Data records ->
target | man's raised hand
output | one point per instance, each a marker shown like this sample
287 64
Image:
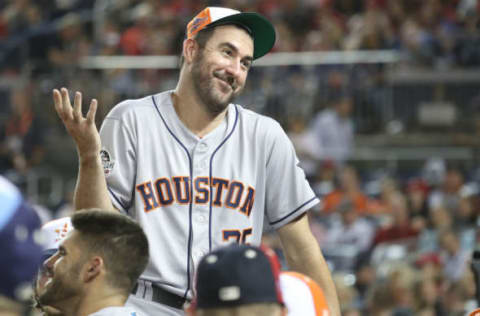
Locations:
82 129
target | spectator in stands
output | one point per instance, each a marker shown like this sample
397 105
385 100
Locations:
449 193
348 237
324 182
22 136
370 29
417 195
92 270
349 188
454 258
333 130
440 220
427 295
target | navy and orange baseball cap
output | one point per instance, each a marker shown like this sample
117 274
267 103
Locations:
258 26
237 275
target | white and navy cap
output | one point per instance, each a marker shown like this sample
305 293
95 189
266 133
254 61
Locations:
237 275
257 26
20 243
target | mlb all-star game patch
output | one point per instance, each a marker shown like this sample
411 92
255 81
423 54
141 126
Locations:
107 162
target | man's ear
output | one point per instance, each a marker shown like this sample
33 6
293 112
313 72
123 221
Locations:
190 49
93 268
189 309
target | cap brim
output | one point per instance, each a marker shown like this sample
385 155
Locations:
262 30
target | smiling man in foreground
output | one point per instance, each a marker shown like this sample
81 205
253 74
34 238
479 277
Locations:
92 272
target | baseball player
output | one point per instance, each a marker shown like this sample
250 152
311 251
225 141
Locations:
195 169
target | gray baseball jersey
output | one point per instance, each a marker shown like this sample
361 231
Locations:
194 194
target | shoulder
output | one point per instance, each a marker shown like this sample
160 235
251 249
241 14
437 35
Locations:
130 107
140 107
258 123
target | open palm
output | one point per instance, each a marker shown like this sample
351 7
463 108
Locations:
82 129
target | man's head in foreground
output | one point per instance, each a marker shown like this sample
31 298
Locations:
237 280
101 257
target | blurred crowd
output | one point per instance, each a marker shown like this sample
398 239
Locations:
441 33
398 244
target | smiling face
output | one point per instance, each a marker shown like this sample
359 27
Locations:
220 69
60 279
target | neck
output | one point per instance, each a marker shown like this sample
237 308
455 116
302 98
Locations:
94 301
193 113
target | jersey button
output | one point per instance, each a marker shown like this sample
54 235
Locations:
201 218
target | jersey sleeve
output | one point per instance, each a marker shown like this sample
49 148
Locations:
119 158
288 193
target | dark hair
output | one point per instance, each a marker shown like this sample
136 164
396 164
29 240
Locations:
204 35
119 240
201 38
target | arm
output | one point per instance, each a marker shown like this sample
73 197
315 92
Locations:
303 255
91 189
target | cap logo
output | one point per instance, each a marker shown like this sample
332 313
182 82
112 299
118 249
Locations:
199 22
61 232
230 293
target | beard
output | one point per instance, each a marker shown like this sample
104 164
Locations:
205 87
61 288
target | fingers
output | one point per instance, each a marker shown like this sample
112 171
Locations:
66 106
57 99
92 111
67 112
77 106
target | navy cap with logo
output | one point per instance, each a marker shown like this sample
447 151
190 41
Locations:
258 26
20 243
237 275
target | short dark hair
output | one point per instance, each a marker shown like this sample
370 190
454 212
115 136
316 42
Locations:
119 240
201 38
204 35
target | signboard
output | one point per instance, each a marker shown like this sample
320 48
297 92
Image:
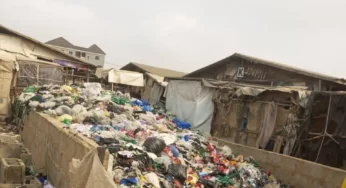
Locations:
240 73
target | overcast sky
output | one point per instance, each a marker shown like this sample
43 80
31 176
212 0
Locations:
188 34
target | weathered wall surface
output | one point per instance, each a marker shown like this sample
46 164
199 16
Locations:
53 147
229 116
260 74
297 172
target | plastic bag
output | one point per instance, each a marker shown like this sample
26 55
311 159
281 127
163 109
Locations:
154 145
178 171
29 89
61 110
182 124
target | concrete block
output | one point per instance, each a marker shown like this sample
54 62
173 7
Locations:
30 182
9 137
10 149
25 156
12 171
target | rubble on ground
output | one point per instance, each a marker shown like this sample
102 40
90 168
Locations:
151 147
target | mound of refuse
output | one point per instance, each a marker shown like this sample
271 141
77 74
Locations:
151 147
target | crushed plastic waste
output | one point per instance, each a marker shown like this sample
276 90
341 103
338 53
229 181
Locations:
151 147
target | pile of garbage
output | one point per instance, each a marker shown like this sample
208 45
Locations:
151 147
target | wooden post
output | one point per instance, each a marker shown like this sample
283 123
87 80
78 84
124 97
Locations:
319 85
88 76
325 128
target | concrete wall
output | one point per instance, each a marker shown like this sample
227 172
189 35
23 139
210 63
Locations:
53 147
90 57
294 171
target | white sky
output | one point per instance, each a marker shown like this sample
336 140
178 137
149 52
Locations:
188 34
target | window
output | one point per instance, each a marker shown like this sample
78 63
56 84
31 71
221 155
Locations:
78 54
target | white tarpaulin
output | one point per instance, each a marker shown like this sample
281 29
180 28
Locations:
89 172
126 77
191 102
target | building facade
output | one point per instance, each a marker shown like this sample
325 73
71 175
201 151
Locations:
246 69
93 54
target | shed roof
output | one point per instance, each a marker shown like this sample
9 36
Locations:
272 64
154 70
10 31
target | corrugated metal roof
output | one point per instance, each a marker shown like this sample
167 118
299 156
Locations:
61 41
154 70
272 64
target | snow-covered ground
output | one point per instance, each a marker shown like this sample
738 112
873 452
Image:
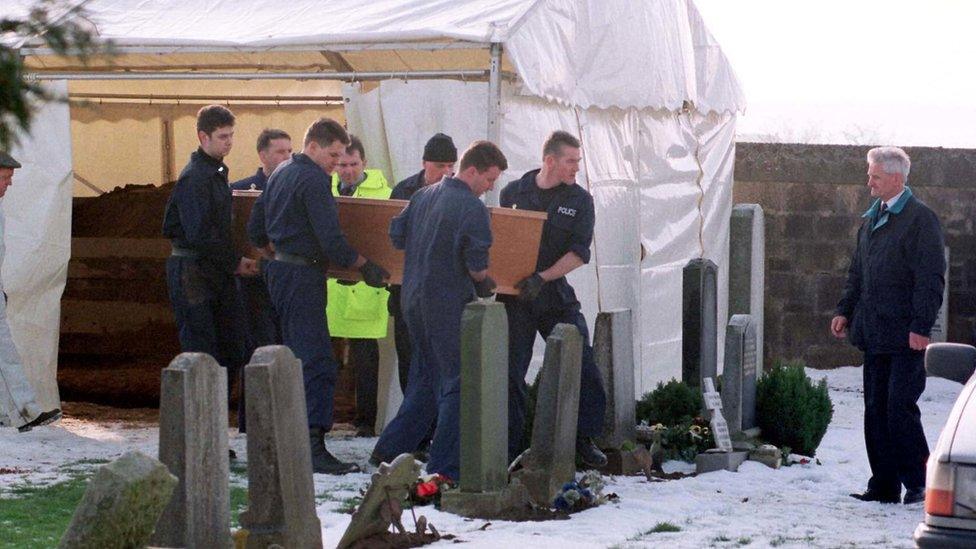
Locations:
798 506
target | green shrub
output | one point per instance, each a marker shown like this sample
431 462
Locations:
791 410
670 404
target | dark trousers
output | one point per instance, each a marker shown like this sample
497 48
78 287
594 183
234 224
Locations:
897 449
365 355
402 339
523 324
298 294
261 328
207 312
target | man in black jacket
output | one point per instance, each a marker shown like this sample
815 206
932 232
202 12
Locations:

The task -> Word for word, retype all of the data above, but include no pictures.

Answer box ->
target | man's raised hand
output | one point per instance, each a marker shown like this sample
287 64
Image:
Locations:
82 129
target | spectator in stands
output | one point per instance, each a marker shown like this sample
397 105
385 100
Locations:
449 193
348 237
324 182
22 136
370 29
417 195
92 270
349 188
454 258
333 130
440 220
427 295
target | navy and orange baseball cap
output | one point per instance, each a marker shown like this sample
117 274
267 103
Locations:
258 26
237 275
target | white and navy cap
output | one point per instance, each a marker shown like this sample
305 293
95 189
266 133
254 61
Locations:
237 275
257 26
20 243
target | mlb all-star game patch
output | one point per instance, each a marker shown like this sample
411 92
255 81
423 54
141 126
Locations:
107 162
target | man's ear
output | one point per instance, each a marker shown like this sample
33 6
293 112
313 72
123 221
Locations:
190 49
93 268
189 309
target | cap brim
output | one point per instance, each a marker shown like this sample
385 155
Locations:
262 30
target | smiling man in foreground
output | one point per instance, each a marker shown like this sample
81 205
253 74
34 238
479 277
Locations:
92 272
target | baseball player
output | one point per instance, each a marker shown like this sample
250 152
311 251
225 141
Locations:
195 169
target | gray baseball jersey
output | one point per instance, each a marker shown like this sample
361 231
Locations:
194 194
target | shoulder
output | one point per instance, each a marker shown like this sample
160 235
251 249
241 14
437 35
Locations:
130 107
140 107
258 123
target | open palm
output | one point per instance, each a marker shown like this sample
351 7
463 108
Locations:
82 129
target | man's head in foreground
output | one point per instance, each a marker shown like this sample
31 298
Locations:
237 280
101 257
target | blurred crowd
output | one point per instance, each a marker shown like this sample
398 239
Locations:
441 33
398 244
target | smiling face
output | one point per instance, each a marker shown like this sample
359 27
Locations:
220 69
60 279
target | neck
output | one point per instance, each a marker shown like this sample
237 308
455 116
302 98
Locations:
94 301
193 113
target | jersey button
output | one point per instance, each a marker shown like this sample
54 235
Locations:
201 218
target | jersey sleeve
output | one point per instance, each a marker shown like this sample
49 148
Locations:
119 158
288 193
target | dark hair
output | one point per instance, each a marker shown like this sample
136 164
396 164
29 240
Locations:
204 35
119 240
201 38
target | arm
output | one point per instance, each a marker shown like this sample
73 197
315 92
Locations:
303 255
91 189
target | cap logo
output | one point per instance, each a marker shown like this sample
332 313
182 82
112 299
118 249
Locations:
199 22
61 232
230 293
target | beard
output | one point per instance, each a marker shown like this sample
104 164
Locations:
205 87
61 288
target | fingers
output | one point per instance, each a marker shown like this sample
112 171
Locations:
66 106
57 99
92 111
67 112
77 106
target | navy cap with logo
output | one point per instance, each a marker shown like this sample
447 151
190 41
Locations:
258 26
20 243
237 275
target | short dark hair
output | one point per instance, each a marker shown like this sample
370 190
454 212
115 136
316 42
Locations:
119 240
201 38
204 35
target | signboard
output | one point per instance, each a marker shown like this sample
320 48
297 92
Image:
Locations:
240 73
target | overcast sky
output | one point per instance, each a marker shown like this sample
43 80
31 176
212 0
Locations:
188 34
target | weathered wall surface
output | one point per instance, each a marker shown like this sample
46 164
199 16
Locations:
53 147
229 116
260 74
297 172
target | plastic bag
output | one point per instance, each a marker shown like this sample
26 55
311 159
281 127
163 109
Locations:
154 145
178 171
29 89
61 110
182 124
target | concrete block
output | one point per instance, each a marker shown like this sample
54 62
173 7
Locations:
30 182
9 137
10 149
25 156
12 171
target | rubble on ground
output | one point per instance, each a marker shown like this sample
102 40
90 168
Locations:
151 147
target | mound of refuse
output | one point per instance, each a marker shown like this sample
271 141
77 74
Locations:
151 147
target | crushed plastic waste
output | one point per instance, each a marker shown like this sample
276 90
341 103
338 53
229 181
Locations:
151 147
target | pile of garbage
output | one point per instance, each a marker shown like this sample
208 45
Locations:
151 147
target | wooden post
output | one point per instance, each a marker shown like this sample
283 123
87 80
78 84
124 97
Locations:
319 85
88 76
325 128
target | concrete wall
output | one point per instance, each a marker shown like this sample
227 172
189 35
23 139
210 63
Locations:
53 147
90 57
294 171
target | white sky
output | one point per instance, each a marker shown like this sample
336 140
178 137
149 52
Locations:
188 34
target | window
output | one point per instance, each a marker shown like this sample
78 63
56 84
31 71
221 155
Locations:
78 54
target | white tarpaulin
output | one point per instance, each a marker shown like this sample
281 29
180 28
Locations:
89 172
126 77
191 102
target | building facade
output | one point per instance, each a marker shown like this sample
325 73
71 175
201 151
Locations:
246 69
93 54
target | shed roof
output | one point per instance, each a marker shown like this sample
9 36
Locations:
272 64
154 70
10 31
target | corrugated metal roof
output | one point per instance, each a marker shown like this sample
167 118
299 156
Locations:
61 41
154 70
272 64
target | snow-covered ground
output | one point per instance, each a marker shown like this sample
738 112
873 452
Image:
Locations:
798 506
target | green shrub
output | one point per instance, each a marker shown like this sample
431 462
Locations:
791 410
670 404
target | dark trousers
output | one point per instance, each a marker shown like this sample
497 48
78 287
594 183
234 224
Locations:
897 449
365 355
402 339
523 324
298 294
261 328
207 312
target | man in black jacket
output | one point per instance, each a marker shown like this sample
815 206
932 232
202 12
Locations:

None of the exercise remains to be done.